- Prompt:
Pick up the forum post about keeping only uppercase letters and digits with PATINDEX in SQL Server, and continue it from its last sentence.

- Page extract:
2

I'm trying to process a string so that only uppercase letters and digits are taken. Trying to use PATINDEX because I want to keep this concise - it will be part of a bigger query.

There are quite a few examples out there showing something similar, however I seem to be missing something. So far I've got

DECLARE @string varchar(100)

SET @string = 'AbcDef12-Ghi'

WHILE PATINDEX('%[^A-Z0-9]%',@string) <> 0
    SET @string = STUFF(@string,PATINDEX('%[^A-Z0-9]%',@string),1,'')

SELECT @string

As per e.g. this question, however this doesn't seem to be doing what I need.

Using [^0-9] outputs 12, which is correct.

However [^A-Z] outputs AbcDefGhi, i.e. both uppercase and lowercase. Doesn't matter if I use [^A-Z] or [^a-z], both return all letters.

I think I may be missing something simple? I found a few suggestions referring to collation and tried to use COLLATE with PATINDEX as per this but couldn't get it to work.

Note: I'm doing this as a one-off query on a SQL Server database to find some data - this will not be reused anywhere else so things like performance, SQL injection (mentioned quite frequently in this context) etc. are not a concern.

- Dataset entries:

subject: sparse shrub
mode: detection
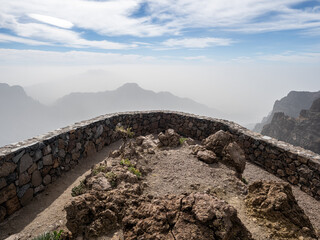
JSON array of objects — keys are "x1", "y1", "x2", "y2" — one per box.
[
  {"x1": 128, "y1": 166, "x2": 141, "y2": 177},
  {"x1": 116, "y1": 125, "x2": 134, "y2": 138},
  {"x1": 241, "y1": 177, "x2": 248, "y2": 185},
  {"x1": 120, "y1": 158, "x2": 133, "y2": 167},
  {"x1": 92, "y1": 166, "x2": 106, "y2": 176},
  {"x1": 179, "y1": 137, "x2": 187, "y2": 145},
  {"x1": 71, "y1": 181, "x2": 86, "y2": 197},
  {"x1": 32, "y1": 230, "x2": 63, "y2": 240},
  {"x1": 105, "y1": 172, "x2": 118, "y2": 187}
]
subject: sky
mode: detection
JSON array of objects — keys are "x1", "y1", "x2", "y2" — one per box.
[{"x1": 0, "y1": 0, "x2": 320, "y2": 123}]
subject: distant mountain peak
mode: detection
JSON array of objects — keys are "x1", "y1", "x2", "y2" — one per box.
[{"x1": 117, "y1": 83, "x2": 142, "y2": 90}]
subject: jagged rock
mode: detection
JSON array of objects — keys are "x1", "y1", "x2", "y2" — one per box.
[
  {"x1": 65, "y1": 184, "x2": 141, "y2": 239},
  {"x1": 123, "y1": 193, "x2": 252, "y2": 240},
  {"x1": 246, "y1": 181, "x2": 316, "y2": 239},
  {"x1": 221, "y1": 142, "x2": 246, "y2": 176},
  {"x1": 197, "y1": 150, "x2": 218, "y2": 164},
  {"x1": 202, "y1": 130, "x2": 233, "y2": 156},
  {"x1": 158, "y1": 129, "x2": 180, "y2": 147}
]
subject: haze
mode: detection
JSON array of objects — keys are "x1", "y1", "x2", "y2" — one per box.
[{"x1": 0, "y1": 0, "x2": 320, "y2": 125}]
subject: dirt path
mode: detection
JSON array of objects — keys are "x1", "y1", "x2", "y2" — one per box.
[{"x1": 0, "y1": 142, "x2": 120, "y2": 240}]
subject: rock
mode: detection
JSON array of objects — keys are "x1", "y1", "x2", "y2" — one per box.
[
  {"x1": 32, "y1": 170, "x2": 42, "y2": 187},
  {"x1": 94, "y1": 125, "x2": 103, "y2": 138},
  {"x1": 33, "y1": 149, "x2": 42, "y2": 162},
  {"x1": 202, "y1": 130, "x2": 233, "y2": 157},
  {"x1": 17, "y1": 184, "x2": 30, "y2": 198},
  {"x1": 245, "y1": 181, "x2": 316, "y2": 239},
  {"x1": 0, "y1": 162, "x2": 17, "y2": 177},
  {"x1": 0, "y1": 206, "x2": 7, "y2": 222},
  {"x1": 43, "y1": 174, "x2": 51, "y2": 185},
  {"x1": 12, "y1": 150, "x2": 25, "y2": 163},
  {"x1": 0, "y1": 183, "x2": 17, "y2": 204},
  {"x1": 34, "y1": 184, "x2": 45, "y2": 194},
  {"x1": 28, "y1": 163, "x2": 38, "y2": 174},
  {"x1": 84, "y1": 141, "x2": 97, "y2": 156},
  {"x1": 221, "y1": 142, "x2": 246, "y2": 176},
  {"x1": 20, "y1": 188, "x2": 33, "y2": 206},
  {"x1": 91, "y1": 174, "x2": 112, "y2": 191},
  {"x1": 158, "y1": 129, "x2": 180, "y2": 147},
  {"x1": 19, "y1": 172, "x2": 31, "y2": 186},
  {"x1": 42, "y1": 154, "x2": 53, "y2": 166},
  {"x1": 0, "y1": 178, "x2": 7, "y2": 189},
  {"x1": 19, "y1": 153, "x2": 33, "y2": 174},
  {"x1": 6, "y1": 197, "x2": 21, "y2": 215},
  {"x1": 197, "y1": 150, "x2": 217, "y2": 164},
  {"x1": 123, "y1": 193, "x2": 252, "y2": 240}
]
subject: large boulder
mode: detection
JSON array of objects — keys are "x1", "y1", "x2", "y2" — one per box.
[
  {"x1": 245, "y1": 181, "x2": 316, "y2": 239},
  {"x1": 221, "y1": 142, "x2": 246, "y2": 176},
  {"x1": 158, "y1": 129, "x2": 180, "y2": 147},
  {"x1": 202, "y1": 130, "x2": 233, "y2": 156},
  {"x1": 123, "y1": 193, "x2": 252, "y2": 240}
]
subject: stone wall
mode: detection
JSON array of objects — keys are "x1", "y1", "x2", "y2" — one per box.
[{"x1": 0, "y1": 111, "x2": 320, "y2": 221}]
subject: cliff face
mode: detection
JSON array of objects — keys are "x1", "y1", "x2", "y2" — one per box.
[
  {"x1": 261, "y1": 98, "x2": 320, "y2": 153},
  {"x1": 253, "y1": 91, "x2": 320, "y2": 132}
]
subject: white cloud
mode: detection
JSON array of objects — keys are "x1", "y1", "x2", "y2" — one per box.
[
  {"x1": 162, "y1": 38, "x2": 233, "y2": 48},
  {"x1": 0, "y1": 0, "x2": 320, "y2": 41},
  {"x1": 0, "y1": 49, "x2": 155, "y2": 66},
  {"x1": 258, "y1": 52, "x2": 320, "y2": 64},
  {"x1": 0, "y1": 33, "x2": 48, "y2": 46},
  {"x1": 28, "y1": 14, "x2": 73, "y2": 28}
]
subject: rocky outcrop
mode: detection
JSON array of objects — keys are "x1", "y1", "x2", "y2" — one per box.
[
  {"x1": 253, "y1": 91, "x2": 320, "y2": 132},
  {"x1": 123, "y1": 193, "x2": 252, "y2": 240},
  {"x1": 193, "y1": 130, "x2": 246, "y2": 177},
  {"x1": 65, "y1": 135, "x2": 253, "y2": 240},
  {"x1": 158, "y1": 129, "x2": 180, "y2": 147},
  {"x1": 246, "y1": 181, "x2": 316, "y2": 239},
  {"x1": 261, "y1": 98, "x2": 320, "y2": 153}
]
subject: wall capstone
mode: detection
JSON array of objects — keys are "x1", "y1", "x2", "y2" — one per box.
[{"x1": 0, "y1": 111, "x2": 320, "y2": 221}]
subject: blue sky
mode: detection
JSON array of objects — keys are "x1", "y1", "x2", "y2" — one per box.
[
  {"x1": 0, "y1": 0, "x2": 320, "y2": 122},
  {"x1": 0, "y1": 0, "x2": 320, "y2": 62}
]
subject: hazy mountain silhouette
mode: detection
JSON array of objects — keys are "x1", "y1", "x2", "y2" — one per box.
[
  {"x1": 0, "y1": 83, "x2": 225, "y2": 146},
  {"x1": 0, "y1": 83, "x2": 58, "y2": 146},
  {"x1": 253, "y1": 91, "x2": 320, "y2": 132}
]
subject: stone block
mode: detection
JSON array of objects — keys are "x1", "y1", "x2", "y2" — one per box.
[
  {"x1": 43, "y1": 154, "x2": 53, "y2": 166},
  {"x1": 32, "y1": 170, "x2": 42, "y2": 187},
  {"x1": 0, "y1": 178, "x2": 7, "y2": 189},
  {"x1": 0, "y1": 206, "x2": 7, "y2": 222},
  {"x1": 43, "y1": 174, "x2": 51, "y2": 185},
  {"x1": 19, "y1": 172, "x2": 31, "y2": 186},
  {"x1": 19, "y1": 153, "x2": 33, "y2": 173},
  {"x1": 20, "y1": 188, "x2": 33, "y2": 206},
  {"x1": 0, "y1": 162, "x2": 17, "y2": 177},
  {"x1": 6, "y1": 197, "x2": 21, "y2": 215},
  {"x1": 0, "y1": 183, "x2": 17, "y2": 204}
]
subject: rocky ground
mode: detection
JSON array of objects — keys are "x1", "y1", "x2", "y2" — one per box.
[{"x1": 1, "y1": 130, "x2": 320, "y2": 240}]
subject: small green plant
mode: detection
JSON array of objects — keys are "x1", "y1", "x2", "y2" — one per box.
[
  {"x1": 105, "y1": 172, "x2": 118, "y2": 187},
  {"x1": 128, "y1": 167, "x2": 141, "y2": 177},
  {"x1": 71, "y1": 181, "x2": 86, "y2": 197},
  {"x1": 241, "y1": 177, "x2": 248, "y2": 185},
  {"x1": 116, "y1": 125, "x2": 134, "y2": 138},
  {"x1": 179, "y1": 137, "x2": 187, "y2": 145},
  {"x1": 32, "y1": 230, "x2": 63, "y2": 240},
  {"x1": 92, "y1": 166, "x2": 106, "y2": 176},
  {"x1": 120, "y1": 158, "x2": 133, "y2": 167}
]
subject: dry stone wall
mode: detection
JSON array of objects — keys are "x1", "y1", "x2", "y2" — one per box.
[{"x1": 0, "y1": 111, "x2": 320, "y2": 221}]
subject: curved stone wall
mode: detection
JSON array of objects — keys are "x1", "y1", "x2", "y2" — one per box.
[{"x1": 0, "y1": 111, "x2": 320, "y2": 221}]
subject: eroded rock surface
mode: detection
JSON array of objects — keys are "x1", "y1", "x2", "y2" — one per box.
[{"x1": 246, "y1": 181, "x2": 316, "y2": 239}]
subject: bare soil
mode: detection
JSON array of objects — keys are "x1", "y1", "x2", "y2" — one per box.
[{"x1": 0, "y1": 142, "x2": 320, "y2": 240}]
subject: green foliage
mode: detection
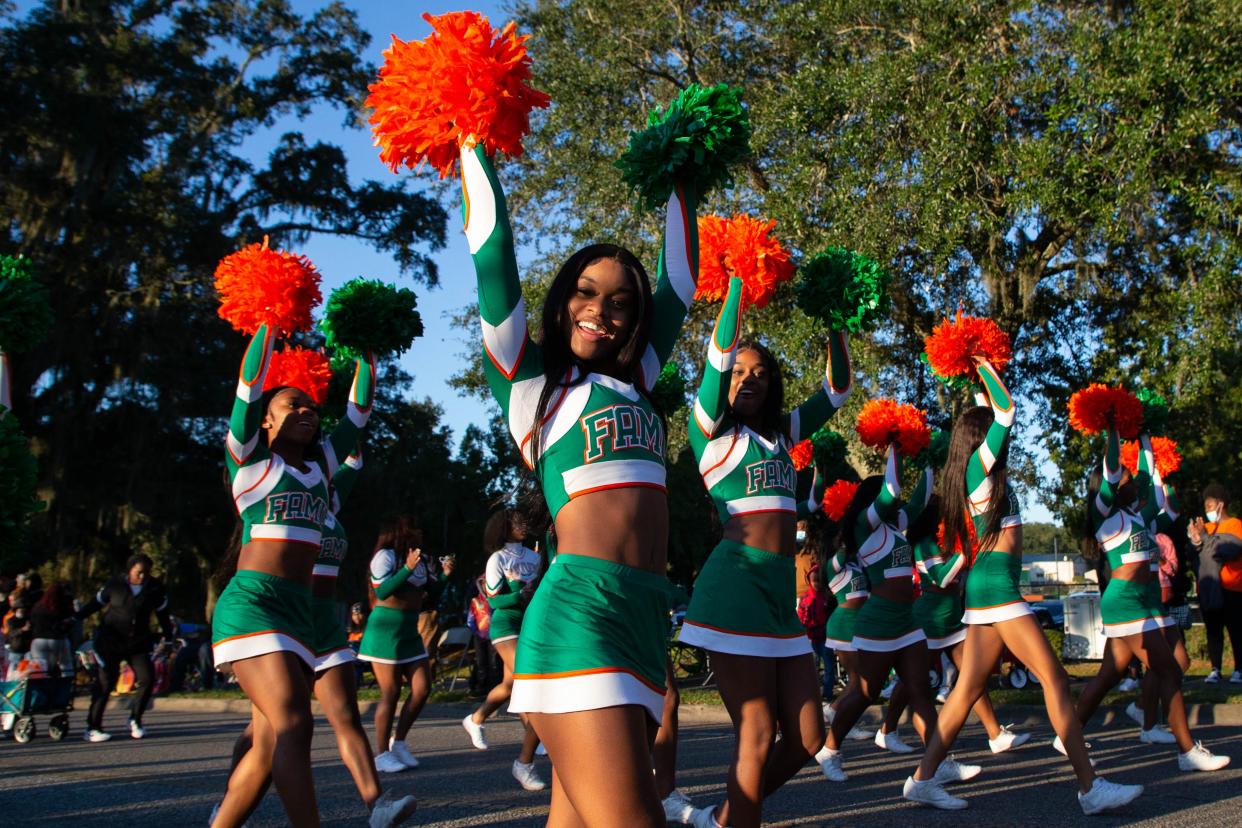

- Response:
Community
  • 1
  • 1
Boris
  • 1,180
  • 1
  • 18
  • 29
  • Maybe you could use tally table + substring for 1 character and compare that to allowed characters? Something similar that DelimitedSplit8k uses http://www.sqlservercentral.com/articles/Tally+Table/72993/ – James Z Feb 18 '15 at 17:29
  • @Blam thanks - I did more research on this. JamesZ, the solution below works for me plus I'm not registered at SQL Server Central. – Boris Feb 19 '15 at 08:45

1 Answers1

7

You can do this using COLLATE and the a case sensitive collation such as Latin1_General_BIN:

DECLARE @string varchar(100)

SET @string = 'AbcDef12-Ghi'

WHILE PATINDEX('%[^A-Z0-9]%',@string COLLATE Latin1_General_BIN) <> 0
BEGIN
    SET @string = STUFF(
        @string,
        PATINDEX('%[^A-Z0-9]%',@string COLLATE Latin1_General_BIN),1,''
    )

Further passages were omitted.